* Begin Exercise input *

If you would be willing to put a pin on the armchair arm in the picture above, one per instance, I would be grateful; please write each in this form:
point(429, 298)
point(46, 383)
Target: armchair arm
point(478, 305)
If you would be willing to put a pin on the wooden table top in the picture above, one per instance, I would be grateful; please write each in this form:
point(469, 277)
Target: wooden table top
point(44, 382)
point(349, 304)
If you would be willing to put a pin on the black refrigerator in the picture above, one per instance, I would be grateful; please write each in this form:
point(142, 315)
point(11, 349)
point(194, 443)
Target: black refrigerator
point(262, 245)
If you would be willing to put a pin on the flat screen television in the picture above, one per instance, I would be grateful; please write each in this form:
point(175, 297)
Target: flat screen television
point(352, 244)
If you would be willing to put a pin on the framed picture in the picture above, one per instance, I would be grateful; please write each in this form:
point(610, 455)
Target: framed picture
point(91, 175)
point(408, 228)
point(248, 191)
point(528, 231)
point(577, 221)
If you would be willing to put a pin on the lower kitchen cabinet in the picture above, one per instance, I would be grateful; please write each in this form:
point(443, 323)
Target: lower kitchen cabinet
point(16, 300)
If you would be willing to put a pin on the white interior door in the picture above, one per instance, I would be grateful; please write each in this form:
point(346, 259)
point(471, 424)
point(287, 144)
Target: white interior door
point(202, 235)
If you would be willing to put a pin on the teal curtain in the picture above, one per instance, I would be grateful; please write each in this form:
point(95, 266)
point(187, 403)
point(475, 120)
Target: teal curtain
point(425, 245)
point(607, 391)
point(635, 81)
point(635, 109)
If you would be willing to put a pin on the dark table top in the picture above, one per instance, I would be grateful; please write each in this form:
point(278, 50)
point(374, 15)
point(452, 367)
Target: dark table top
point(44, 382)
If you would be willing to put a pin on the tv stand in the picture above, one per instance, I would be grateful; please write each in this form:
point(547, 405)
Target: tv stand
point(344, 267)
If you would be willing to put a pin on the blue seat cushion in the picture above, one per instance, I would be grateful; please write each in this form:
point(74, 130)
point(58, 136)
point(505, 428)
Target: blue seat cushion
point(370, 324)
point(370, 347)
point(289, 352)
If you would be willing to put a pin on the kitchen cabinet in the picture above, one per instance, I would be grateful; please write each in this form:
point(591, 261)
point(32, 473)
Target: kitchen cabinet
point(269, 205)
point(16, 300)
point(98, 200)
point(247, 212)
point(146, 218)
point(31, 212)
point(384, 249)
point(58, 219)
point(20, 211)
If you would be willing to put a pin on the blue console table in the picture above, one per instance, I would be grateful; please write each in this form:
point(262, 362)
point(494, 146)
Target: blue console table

* End Exercise input *

* _Your instructions_: Rewrite every line of the material above as a numbered list, one line per entry, and leave out any blank lines.

* _Problem solution_:
1. If you would be willing to put a pin on the armchair arm in the picture above, one per instance, I would be grateful; please write each in this form:
2. point(429, 298)
3. point(46, 383)
4. Target: armchair arm
5. point(478, 305)
6. If you would be willing to put a pin on the wooden table top in the picture above, one per instance, I would be grateful; please write each in this form:
7. point(469, 277)
8. Target: wooden table top
9. point(44, 382)
10. point(349, 304)
11. If you would be willing to put a pin on the black refrigerator in the picture above, one per instance, I would be grateful; please write each in this form:
12. point(142, 315)
13. point(11, 349)
14. point(194, 443)
15. Target: black refrigerator
16. point(262, 245)
17. If you would be willing to put a pin on the flat screen television in the picture above, one per instance, I would be grateful; please write each in this form:
18. point(175, 297)
19. Target: flat screen television
20. point(352, 244)
21. If you would be willing to put a pin on the framed picture in the picture above, one per instance, I would be grateful; please write each in this form:
22. point(610, 455)
23. Target: framed picture
24. point(91, 175)
25. point(408, 228)
26. point(248, 191)
27. point(528, 231)
28. point(577, 221)
29. If you would be willing to put a pin on the lower kitchen cabinet in the picture above, one per instance, I would be grateful; please write each in this form:
30. point(443, 323)
31. Target: lower kitchen cabinet
32. point(16, 300)
33. If you would be willing to put a pin on the white interior door in the picture above, one per instance, I would be grateful; please write each in this form:
34. point(346, 259)
35. point(471, 424)
36. point(287, 144)
37. Target: white interior door
38. point(202, 235)
39. If you would be willing to put a pin on the teal curtain in the picture above, one per instance, I would be grateful; please write each in this form:
40. point(95, 266)
41. point(187, 403)
42. point(475, 120)
43. Target: teal curtain
44. point(425, 245)
45. point(607, 391)
46. point(635, 81)
47. point(635, 109)
48. If you would be willing to put a pin on the dark table top in the picture above, one per instance, I would be grateful; please write each in this form:
49. point(278, 50)
50. point(374, 15)
51. point(452, 367)
52. Target: dark table top
53. point(44, 382)
54. If you would be willing to put a pin on the tv stand in the picture above, one per instance, I would be grateful; please write each in this form:
55. point(547, 405)
56. Target: tv stand
57. point(344, 267)
58. If you would be willing to put a pin on the blue seat cushion in the picture above, one per instance, I would be grateful; please write each in this form:
59. point(74, 130)
60. point(58, 136)
61. point(505, 428)
62. Target: blue seat cushion
63. point(370, 324)
64. point(370, 347)
65. point(289, 352)
66. If you would be willing to put a pin on the kitchen cabinet in the picture above, one per instance, I would be grateful; please write each in this form:
67. point(591, 261)
68. point(32, 473)
69. Target: kitchen cabinet
70. point(269, 205)
71. point(16, 300)
72. point(98, 200)
73. point(247, 212)
74. point(146, 218)
75. point(31, 212)
76. point(384, 249)
77. point(58, 219)
78. point(20, 211)
79. If you would be willing to put a pin on the blue console table in the picture above, one per instance, I would be grateful; please write each in this form:
80. point(262, 362)
81. point(494, 146)
82. Target: blue console table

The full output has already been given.